## What you should do
Transcribe all of the material exactly, except for its pictures.

>> BEGIN Provided material

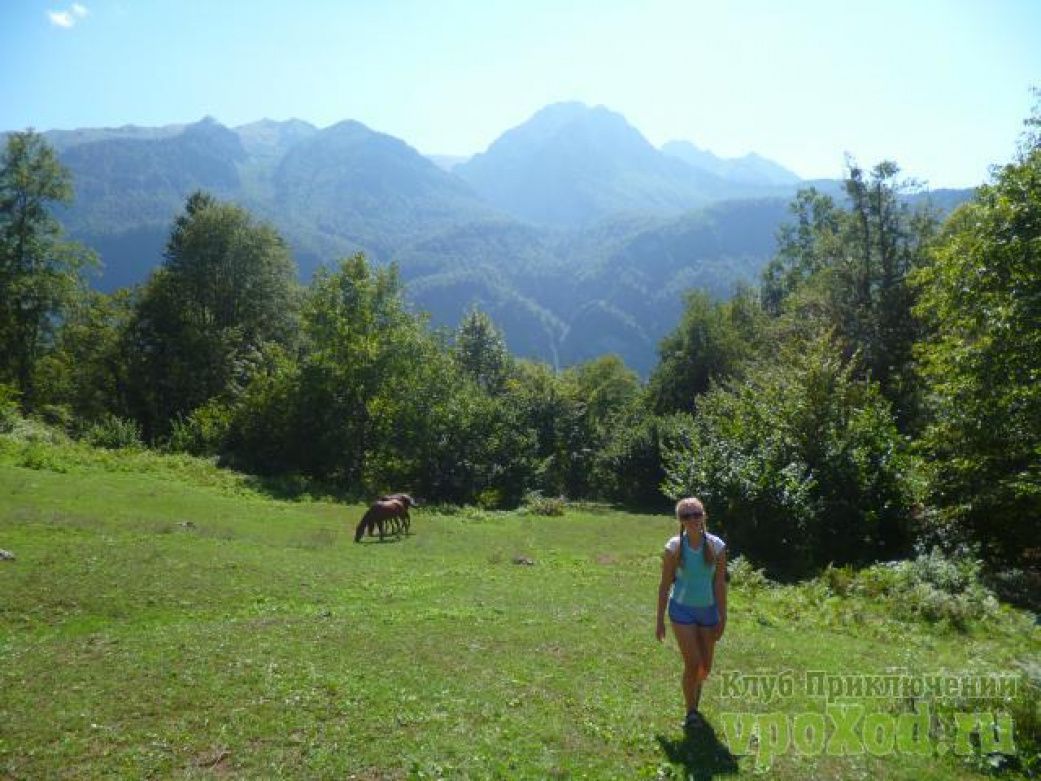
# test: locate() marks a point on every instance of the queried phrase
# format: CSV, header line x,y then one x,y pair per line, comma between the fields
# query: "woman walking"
x,y
693,583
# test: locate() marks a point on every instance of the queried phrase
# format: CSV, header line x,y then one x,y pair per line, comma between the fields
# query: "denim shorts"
x,y
702,616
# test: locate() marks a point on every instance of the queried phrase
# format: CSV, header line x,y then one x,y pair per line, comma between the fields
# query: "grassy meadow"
x,y
166,619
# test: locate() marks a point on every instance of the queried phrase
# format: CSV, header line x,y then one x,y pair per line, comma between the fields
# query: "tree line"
x,y
879,388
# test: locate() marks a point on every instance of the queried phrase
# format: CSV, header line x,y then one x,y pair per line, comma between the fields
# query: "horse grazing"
x,y
377,517
403,522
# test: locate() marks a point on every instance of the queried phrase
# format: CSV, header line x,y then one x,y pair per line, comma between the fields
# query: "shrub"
x,y
203,431
743,574
932,586
536,504
115,433
8,408
800,463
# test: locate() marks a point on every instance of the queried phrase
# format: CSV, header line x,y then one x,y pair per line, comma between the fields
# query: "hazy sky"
x,y
939,85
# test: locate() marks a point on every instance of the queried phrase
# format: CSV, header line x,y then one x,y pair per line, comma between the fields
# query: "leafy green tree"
x,y
361,346
549,405
629,463
845,271
981,297
714,338
40,272
800,463
225,294
86,371
481,353
609,389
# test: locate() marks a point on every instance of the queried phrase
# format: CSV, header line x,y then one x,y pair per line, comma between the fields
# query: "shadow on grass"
x,y
389,538
701,753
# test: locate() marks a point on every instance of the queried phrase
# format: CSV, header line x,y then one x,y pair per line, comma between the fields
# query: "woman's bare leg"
x,y
687,639
705,643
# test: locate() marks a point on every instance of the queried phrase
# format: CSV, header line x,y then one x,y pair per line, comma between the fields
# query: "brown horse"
x,y
403,522
377,517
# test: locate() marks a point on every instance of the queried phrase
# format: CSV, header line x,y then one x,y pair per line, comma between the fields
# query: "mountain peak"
x,y
748,169
573,164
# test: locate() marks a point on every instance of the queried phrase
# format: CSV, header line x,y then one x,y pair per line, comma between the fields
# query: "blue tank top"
x,y
693,584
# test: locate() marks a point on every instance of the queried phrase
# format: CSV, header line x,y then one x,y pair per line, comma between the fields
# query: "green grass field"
x,y
163,619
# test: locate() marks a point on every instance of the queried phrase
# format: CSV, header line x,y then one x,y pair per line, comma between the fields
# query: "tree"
x,y
86,370
981,298
481,353
845,271
40,273
226,292
713,339
800,463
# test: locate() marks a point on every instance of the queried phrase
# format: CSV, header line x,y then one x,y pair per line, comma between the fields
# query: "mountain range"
x,y
573,231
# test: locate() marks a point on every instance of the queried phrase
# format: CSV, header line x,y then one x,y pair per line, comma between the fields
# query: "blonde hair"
x,y
693,503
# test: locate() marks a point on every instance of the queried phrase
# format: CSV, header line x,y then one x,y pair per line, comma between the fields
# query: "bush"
x,y
932,586
115,433
800,463
536,504
744,575
8,408
203,431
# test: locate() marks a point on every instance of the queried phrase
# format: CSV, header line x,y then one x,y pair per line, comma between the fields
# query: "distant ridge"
x,y
570,230
751,169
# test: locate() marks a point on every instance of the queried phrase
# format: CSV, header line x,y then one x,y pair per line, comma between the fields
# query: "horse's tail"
x,y
360,531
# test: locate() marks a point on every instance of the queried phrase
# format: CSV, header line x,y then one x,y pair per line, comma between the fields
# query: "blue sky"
x,y
941,86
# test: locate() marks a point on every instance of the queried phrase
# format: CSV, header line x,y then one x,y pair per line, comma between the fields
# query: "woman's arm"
x,y
667,576
719,588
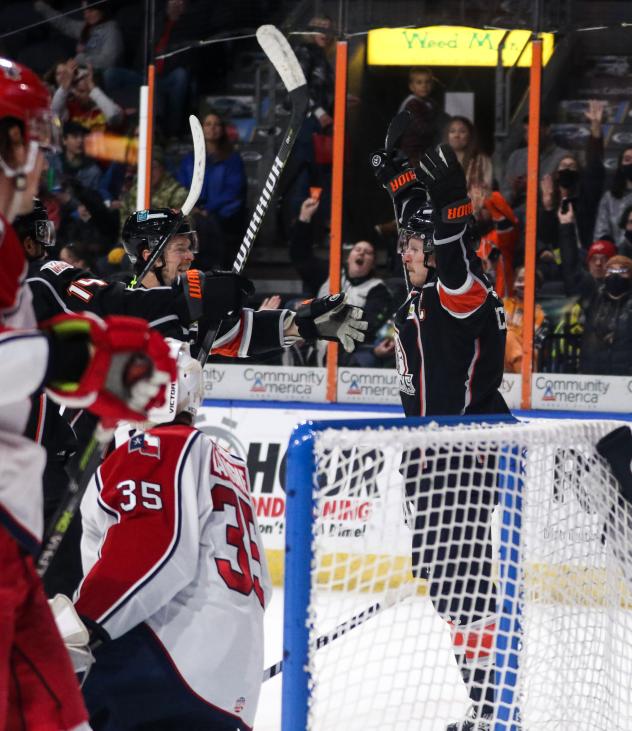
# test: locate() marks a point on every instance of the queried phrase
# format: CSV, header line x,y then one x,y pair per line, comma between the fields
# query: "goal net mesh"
x,y
478,563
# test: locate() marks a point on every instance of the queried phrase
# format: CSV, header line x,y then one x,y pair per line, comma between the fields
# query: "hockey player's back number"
x,y
148,495
243,579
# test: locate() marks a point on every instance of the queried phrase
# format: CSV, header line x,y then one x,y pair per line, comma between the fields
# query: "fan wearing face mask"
x,y
615,201
606,344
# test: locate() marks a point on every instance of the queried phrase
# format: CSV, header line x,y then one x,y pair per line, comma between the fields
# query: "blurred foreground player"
x,y
450,342
175,582
78,359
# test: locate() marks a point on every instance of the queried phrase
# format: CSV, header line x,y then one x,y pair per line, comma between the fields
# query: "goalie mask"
x,y
36,224
146,229
185,394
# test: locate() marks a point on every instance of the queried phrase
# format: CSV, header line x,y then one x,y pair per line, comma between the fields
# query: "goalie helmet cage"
x,y
561,642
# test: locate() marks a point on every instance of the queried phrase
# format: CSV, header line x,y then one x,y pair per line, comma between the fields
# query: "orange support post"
x,y
337,185
151,83
533,156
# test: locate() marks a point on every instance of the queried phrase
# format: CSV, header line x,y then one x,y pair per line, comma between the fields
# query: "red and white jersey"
x,y
170,538
23,364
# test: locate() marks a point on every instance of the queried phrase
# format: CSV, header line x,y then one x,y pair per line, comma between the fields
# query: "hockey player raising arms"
x,y
78,359
450,338
175,579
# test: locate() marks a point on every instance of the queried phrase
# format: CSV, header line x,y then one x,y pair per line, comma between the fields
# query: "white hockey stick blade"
x,y
390,599
199,165
276,47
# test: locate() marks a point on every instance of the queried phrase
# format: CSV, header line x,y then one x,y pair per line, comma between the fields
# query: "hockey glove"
x,y
392,170
225,294
73,632
444,177
117,367
329,318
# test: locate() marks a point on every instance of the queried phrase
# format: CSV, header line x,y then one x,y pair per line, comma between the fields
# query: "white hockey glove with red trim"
x,y
117,367
73,632
330,318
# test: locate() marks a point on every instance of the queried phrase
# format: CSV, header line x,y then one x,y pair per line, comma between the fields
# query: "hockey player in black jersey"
x,y
450,341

>> END Provided material

## Response to this task
# test: locate() marks a point on every instance of the queried phrase
# format: CSV, header line x,y then one x,y pair per line, comma between the fields
# query: "woman walking"
x,y
693,583
# test: locate() marks a point on every instance of the queried phrase
# format: CSV, header line x,y then one x,y pair per line, comma between the fields
# query: "denim shorts"
x,y
702,616
# test: locate() marks a point on every instance of the queried phrase
# format: CSV, header line x,y then one x,y pair per line, comma between the fields
# query: "grassy meadow"
x,y
166,619
# test: locate() marks a point on every instance of the queried phrase
# format: CSV, header line x,y then one x,y pair per line, comma between the fields
# query: "tree line"
x,y
879,388
# test: locate() marks a point on every instance of the queried phrase
# format: CSV, header line x,y then one x,y pair per line, comma between the fields
# query: "horse grazing"
x,y
377,517
403,522
# test: locate() marks a point on every instance of the queried phrase
# format: CSV, header line x,y then one x,y pair per line, comma between the fields
# query: "shrub"
x,y
203,431
743,574
932,586
536,504
115,433
8,408
800,463
# test: locate() marks a point on every instance of the queried phrase
# format: CSV, header line x,y then one x,y pair per line, comma between the fields
# query: "hazy sky"
x,y
939,85
# test: locate() marks a point on every instance of the queried phrase
# format: CSV, header line x,y then one x,y pair per line, comma between the fields
# query: "leafy green tree"
x,y
361,346
549,405
629,463
845,271
981,297
714,338
40,272
800,463
225,294
86,371
481,353
609,389
# test: locate() marks a point on every instance of the queried phrase
# format: CSV, header line x,y then one x,y pair per line, comma between the fields
# query: "shadow on grass"
x,y
389,538
701,753
# test: locate() marks a point on every instance of the queried phrase
# format: CSV, header line x,y then one x,y pair per line, comma between the fields
# query: "woman's bare leg"
x,y
687,639
705,643
# test: locate() marks a point on every instance of the queried phrase
# format: CSV, header line x,y then one x,y pair per line, comma between the fields
# query: "brown horse"
x,y
403,522
377,517
# test: locate() marks a point on every instance of the queried phrase
# format: CSV, header line x,y then one x,y pair per line, comma between the fields
# query: "mountain peak"
x,y
748,169
573,164
# test: locate() marks a point on every instance of the queried phrase
# format: CSV, header line x,y then one x,y pair per line, comma between the fields
# query: "blue tank top"
x,y
693,584
# test: locate() marks a point on every instance of the queried phrase
# format: CSV, header line x,y then one x,y pair per line, comma between the fields
# query: "green grass field"
x,y
163,619
# test: locate() marks a point on every instance of the queried phrase
# format: CSV, header line x,y then one x,y pair per line, comma between the fields
# query: "tree"
x,y
86,370
981,298
481,353
845,271
40,273
226,292
713,339
800,463
# test: locate() marks a point on every instance of the queried phrase
# format: CSV, header line x,y then one x,y pair per line, comma between the fields
# query: "mountain range"
x,y
573,231
# test: locate() marks a point on every instance of the queried phrase
# format: CSV, header line x,y then one x,y pair per line, comma between the fields
# query: "blonde hair"
x,y
693,503
# test: locate() marks a point on every instance of the queried phrase
# format: CSV, header line x,y then one x,y pair per line, comma between the fields
# query: "bush"
x,y
932,586
115,433
800,463
536,504
744,575
8,408
203,431
# test: locate() marks a point on every instance of the queried phrase
# format: CSV, header line x,y then one x,y pair per line, comma between the fields
# query: "distant ridge"
x,y
570,230
751,169
# test: locate() marks a point on every instance of the queried phrase
# format: CSV, header line x,y then one x,y pair per line, comma between the fields
# query: "horse's tail"
x,y
360,531
# test: locate() marks a point on every instance of the queried phrase
# format: CSV, header line x,y then one x,y pair per line, comma between the fields
# query: "blue sky"
x,y
941,86
# test: locate() marks a point on every instance of the queried phrase
# format: CSV, header line x,y then one x,y pair per line, comma between the fields
# query: "woman's arm"
x,y
667,576
719,588
# test: locate() marks a point on every instance of the queried phrase
# format: CSV, header line x,y then one x,y pair per line, comma between the fields
# query: "goal net mesh"
x,y
478,563
# test: locate() marks a point on every instance of the queried phrase
# format: CSV, header line x,y then one x,y pair per line, comma between the fields
# query: "hockey player's back number"
x,y
148,495
243,579
# test: locate() marks a point on every instance of the queried phrase
# format: CSV, header line x,y then one x,y pair per line, comma between the fields
# query: "fan wearing face mask"
x,y
615,201
606,344
# test: locate() marks a point on every instance of the queried phrase
# format: CSV, header line x,y then one x,y pair per line, comma between the fields
# query: "blurred foreground player"
x,y
450,342
175,582
78,359
# test: locate() marks a point on every instance of the queried phrase
# format: CSV, header line x,y then one x,y pair per line, comma between the fields
# query: "goalie mask"
x,y
36,224
146,229
185,394
# test: locate() marks a point on every instance of the queried phrase
# format: CSV, header line x,y then one x,y pair per line, comma between the fields
# query: "goalie helmet cage"
x,y
561,642
# test: locate() marks a point on every instance of the queried phrase
# format: CSV, header line x,y then one x,y pair per line, comma between the fields
# query: "orange support post"
x,y
337,185
151,83
533,156
# test: locate() marks a point on every instance of the queried phrase
# format: CSV, header line x,y then one x,y pair per line, comma between the fields
# query: "red and white jersey"
x,y
170,538
23,364
# test: locate() marks a point on every instance of the queried phrase
# format: CSV, header line x,y then one x,y pair per line, comma between the fields
# query: "hockey player raising arms"
x,y
78,359
450,338
175,579
# test: locate() marks a point on every instance of the queried phrase
# format: CSV, header line x,y then one x,y pair per line, comma between the fields
# query: "white hockey stick blade"
x,y
390,599
199,165
276,47
# test: locate() marks a point on every instance of the queried phrase
# format: CSV, header line x,y then one x,y pair per line, comma between the fields
# query: "hockey glove"
x,y
392,170
225,294
73,632
444,177
117,367
329,318
# test: locate() marks a point on every instance of the queried phrase
# format: CSV, header line x,y then one x,y pair per line, comma between the fields
# query: "white hockey glove with red trim"
x,y
117,367
73,632
330,318
# test: locate() marks a point on every instance of the queried phrase
# format: CSV, header line x,y then one x,y pair per line, comma between the fields
# query: "hockey player in black jersey"
x,y
450,341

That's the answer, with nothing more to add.